> **TASK STATEMENT**: Nothing but the lines from the start of the entries below through the line containing "positive clicks: (195, 309)" should appear in the answer, copied exactly and free of pictures.

> **GIVEN RECORDS**:
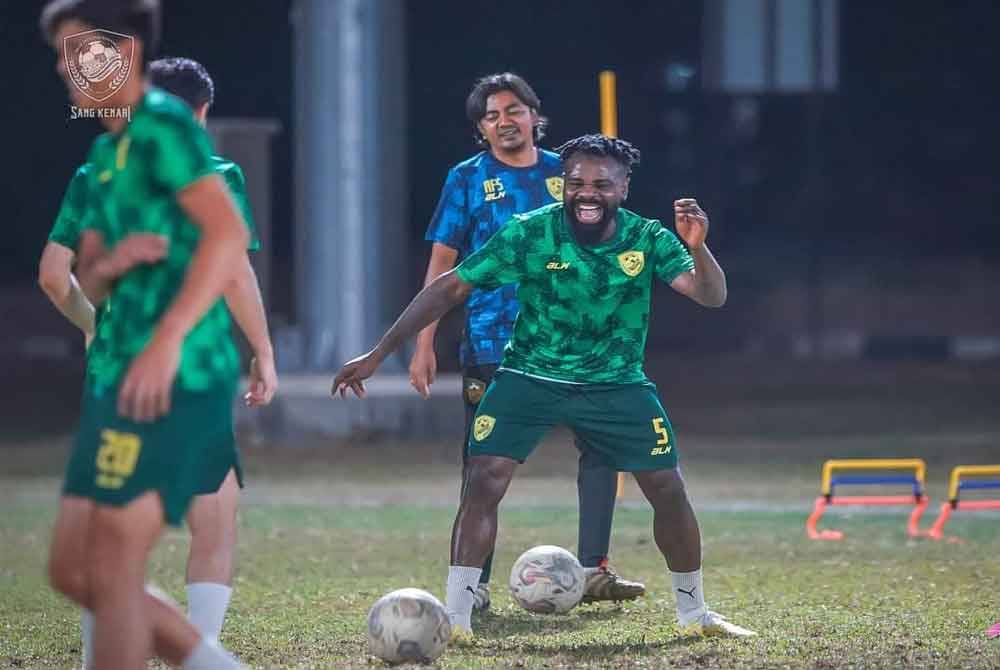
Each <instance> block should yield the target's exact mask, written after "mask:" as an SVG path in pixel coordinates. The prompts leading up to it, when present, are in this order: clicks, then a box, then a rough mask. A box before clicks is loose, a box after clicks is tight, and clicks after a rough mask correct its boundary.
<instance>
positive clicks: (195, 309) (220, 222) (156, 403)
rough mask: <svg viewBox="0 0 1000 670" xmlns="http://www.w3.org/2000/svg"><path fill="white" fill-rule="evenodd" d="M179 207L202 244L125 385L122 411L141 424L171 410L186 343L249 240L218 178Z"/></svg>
mask: <svg viewBox="0 0 1000 670" xmlns="http://www.w3.org/2000/svg"><path fill="white" fill-rule="evenodd" d="M177 202H178V204H179V205H180V206H181V209H183V210H184V212H185V214H187V215H188V217H189V218H190V219H191V221H192V223H194V224H195V225H196V226H197V227H198V228H199V229H200V231H201V238H200V239H199V241H198V246H197V248H196V249H195V253H194V257H193V258H192V260H191V265H190V266H188V270H187V274H186V275H185V276H184V283H183V285H182V286H181V289H180V292H179V293H178V294H177V297H176V299H175V300H174V302H173V303H172V304H171V305H170V308H169V309H168V310H167V311H166V313H165V314H164V315H163V318H162V319H160V322H159V324H158V326H157V328H156V331H155V332H154V333H153V337H152V339H151V340H150V342H149V344H147V345H146V348H145V349H143V351H142V353H140V354H139V355H138V356H136V357H135V359H134V360H133V361H132V364H131V366H130V367H129V370H128V373H127V374H126V375H125V378H124V380H123V381H122V384H121V388H120V390H119V393H118V411H119V413H120V414H122V415H123V416H127V417H130V418H132V419H134V420H136V421H154V420H155V419H157V418H158V417H160V416H163V415H164V414H166V413H167V412H168V411H169V410H170V391H171V388H172V386H173V382H174V376H175V375H176V373H177V366H178V364H179V362H180V351H181V344H182V343H183V341H184V337H185V336H186V335H187V334H188V332H189V331H190V330H191V328H193V327H194V325H195V324H196V323H197V322H198V319H200V318H201V317H202V316H203V315H204V314H205V312H206V311H208V308H209V307H211V306H212V304H213V303H214V302H215V301H216V300H218V299H219V297H220V296H221V295H222V292H223V290H224V288H225V286H226V284H227V283H228V282H229V281H230V280H231V279H232V277H233V268H235V267H237V266H238V263H239V261H240V258H241V257H243V256H245V254H246V248H247V243H248V242H249V239H250V238H249V235H248V233H247V231H246V226H245V224H244V223H243V220H242V217H241V216H240V214H239V211H238V210H237V209H236V205H235V204H234V203H233V201H232V198H231V197H230V196H229V190H228V189H227V188H226V185H225V183H224V182H223V181H222V179H221V178H220V177H219V176H217V175H210V176H206V177H202V178H201V179H199V180H197V181H196V182H194V183H192V184H191V185H189V186H187V187H185V188H184V189H182V190H181V191H179V192H178V194H177Z"/></svg>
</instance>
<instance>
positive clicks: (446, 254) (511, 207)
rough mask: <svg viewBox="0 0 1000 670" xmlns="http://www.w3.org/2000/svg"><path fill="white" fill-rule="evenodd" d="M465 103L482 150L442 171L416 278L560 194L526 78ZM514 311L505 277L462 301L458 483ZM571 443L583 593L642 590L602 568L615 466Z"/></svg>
mask: <svg viewBox="0 0 1000 670" xmlns="http://www.w3.org/2000/svg"><path fill="white" fill-rule="evenodd" d="M465 111H466V116H467V117H468V119H469V121H470V122H472V126H473V134H474V136H475V139H476V142H477V143H478V144H479V145H480V146H482V147H483V151H480V152H479V153H477V154H476V155H474V156H472V157H471V158H469V159H466V160H464V161H462V162H461V163H459V164H458V165H456V166H454V167H453V168H452V169H451V170H450V171H449V172H448V178H447V179H446V180H445V184H444V188H443V189H442V191H441V198H440V200H439V201H438V205H437V208H436V209H435V211H434V216H433V218H432V219H431V223H430V226H429V227H428V229H427V236H426V237H427V240H428V241H430V242H433V246H432V247H431V258H430V262H429V263H428V265H427V274H426V278H425V280H424V286H427V285H428V284H430V283H431V282H432V281H434V280H435V279H437V278H438V277H439V276H440V275H441V274H443V273H445V272H448V271H449V270H451V269H452V268H454V267H455V264H456V261H458V260H460V259H462V258H465V257H467V256H469V255H470V254H472V253H474V252H476V251H477V250H478V249H479V248H480V247H482V246H483V245H484V244H486V242H487V240H489V239H490V237H492V236H493V235H494V234H495V233H496V232H497V231H498V230H500V228H501V227H502V226H503V225H504V224H505V223H507V221H509V220H510V219H511V217H512V216H514V215H515V214H523V213H524V212H528V211H530V210H533V209H538V208H539V207H542V206H544V205H549V204H552V203H553V202H559V201H560V200H562V188H563V180H562V163H561V162H560V160H559V156H558V155H557V154H555V153H553V152H551V151H546V150H545V149H542V148H540V147H539V146H538V145H537V142H538V141H539V140H540V139H541V138H542V137H543V136H544V133H545V127H546V125H547V119H546V118H545V117H543V116H541V101H540V100H539V99H538V96H537V95H536V94H535V91H534V90H533V89H532V88H531V86H530V85H529V84H528V82H526V81H525V80H524V79H522V78H521V77H519V76H517V75H516V74H512V73H510V72H504V73H500V74H493V75H489V76H487V77H483V78H482V79H480V80H479V81H477V82H476V84H475V86H474V87H473V89H472V91H471V93H469V97H468V99H467V100H466V103H465ZM517 311H518V302H517V287H516V286H513V285H510V286H501V287H499V288H495V289H489V290H488V289H479V288H475V289H473V290H472V292H471V293H470V294H469V297H468V300H466V303H465V327H464V328H463V334H462V346H461V351H460V352H459V354H460V359H461V364H462V396H463V400H464V404H465V440H464V442H463V445H462V480H463V482H464V480H465V475H466V472H467V469H468V456H469V436H470V435H471V431H472V419H473V417H474V416H475V414H476V408H477V407H478V406H479V401H480V399H481V398H482V396H483V393H484V392H485V391H486V387H488V386H489V384H490V382H491V381H492V380H493V375H494V374H495V373H496V370H497V367H498V366H499V365H500V361H501V360H502V358H503V350H504V347H505V346H506V345H507V342H508V341H509V340H510V337H511V334H512V333H513V329H514V320H515V318H516V317H517ZM437 326H438V323H437V321H435V322H434V323H432V324H431V325H429V326H428V327H427V328H425V329H424V330H422V331H421V332H420V334H419V335H418V336H417V346H416V350H415V352H414V354H413V360H412V361H411V362H410V383H411V384H412V385H413V387H414V388H415V389H416V390H417V391H419V392H420V394H421V395H423V396H424V397H427V396H428V395H430V387H431V384H433V383H434V377H435V376H436V374H437V358H436V356H435V354H434V334H435V333H436V331H437ZM576 444H577V448H578V449H579V451H580V462H579V474H578V477H577V488H578V491H579V504H580V515H579V519H580V520H579V533H578V542H579V545H578V556H579V558H580V562H581V563H582V564H583V567H584V570H585V572H586V573H587V587H586V591H585V593H584V602H593V601H597V600H613V601H621V600H631V599H633V598H638V597H639V596H641V595H642V594H643V593H645V587H644V586H643V585H642V584H641V583H638V582H632V581H629V580H626V579H622V578H621V577H619V576H618V575H617V574H616V573H615V572H614V571H613V570H611V569H610V568H609V567H608V549H609V546H610V544H611V520H612V517H613V516H614V509H615V493H616V488H617V481H618V473H617V472H615V471H614V469H612V468H611V467H609V466H608V464H607V463H606V462H605V461H604V459H602V458H601V457H600V455H599V454H597V453H596V452H594V451H592V450H590V449H587V448H585V445H583V444H581V443H580V441H579V440H577V443H576ZM463 490H464V486H463ZM452 541H453V542H454V538H452ZM492 566H493V552H492V551H491V552H490V554H489V556H487V558H486V561H485V563H484V564H483V572H482V574H481V575H480V578H479V579H480V583H479V584H478V585H477V586H476V596H475V601H474V604H473V609H475V610H484V609H486V608H488V607H489V605H490V591H489V581H490V573H491V571H492Z"/></svg>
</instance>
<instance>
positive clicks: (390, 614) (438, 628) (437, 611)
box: [368, 589, 451, 663]
mask: <svg viewBox="0 0 1000 670" xmlns="http://www.w3.org/2000/svg"><path fill="white" fill-rule="evenodd" d="M450 639H451V624H450V623H449V621H448V613H447V612H446V611H445V609H444V605H442V604H441V601H440V600H438V599H437V598H435V597H434V596H432V595H431V594H429V593H427V591H422V590H420V589H399V590H398V591H393V592H391V593H387V594H385V595H384V596H382V597H381V598H379V599H378V601H377V602H376V603H375V604H374V605H372V608H371V610H370V611H369V612H368V648H369V649H370V650H371V652H372V653H373V654H374V655H376V656H378V657H379V658H381V659H382V660H383V661H388V662H390V663H403V662H407V661H409V662H417V663H430V662H431V661H433V660H434V659H435V658H437V657H438V656H440V655H441V653H442V652H443V651H444V650H445V647H447V646H448V641H449V640H450Z"/></svg>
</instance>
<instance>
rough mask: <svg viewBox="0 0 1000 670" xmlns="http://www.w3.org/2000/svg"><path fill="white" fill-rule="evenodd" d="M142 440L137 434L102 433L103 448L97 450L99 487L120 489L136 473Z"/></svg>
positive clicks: (105, 431)
mask: <svg viewBox="0 0 1000 670" xmlns="http://www.w3.org/2000/svg"><path fill="white" fill-rule="evenodd" d="M141 448H142V440H140V439H139V436H138V435H136V434H135V433H120V432H118V431H117V430H110V429H105V430H102V431H101V447H100V449H98V450H97V485H98V486H99V487H101V488H104V489H120V488H121V487H122V486H124V485H125V479H126V478H127V477H129V476H130V475H131V474H132V473H133V472H135V464H136V461H138V460H139V450H140V449H141Z"/></svg>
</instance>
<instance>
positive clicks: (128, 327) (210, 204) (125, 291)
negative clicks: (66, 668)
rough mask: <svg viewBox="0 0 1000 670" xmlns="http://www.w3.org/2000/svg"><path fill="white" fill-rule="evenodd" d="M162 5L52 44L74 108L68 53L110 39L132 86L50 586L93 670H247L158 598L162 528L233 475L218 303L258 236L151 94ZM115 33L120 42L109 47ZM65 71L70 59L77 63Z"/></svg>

> **EXERCISE RESULT**:
Each <instance> block should yield the target's exact mask, written after "mask:" as an SVG path in pixel coordinates. The prompts leading up to it, when present, are in this order: clicks, then a box, then a rough mask. A box before clicks is loose, a box after clicks is tight, and clicks after a rough mask correct its boundary.
<instance>
positive clicks: (195, 309) (220, 222) (156, 403)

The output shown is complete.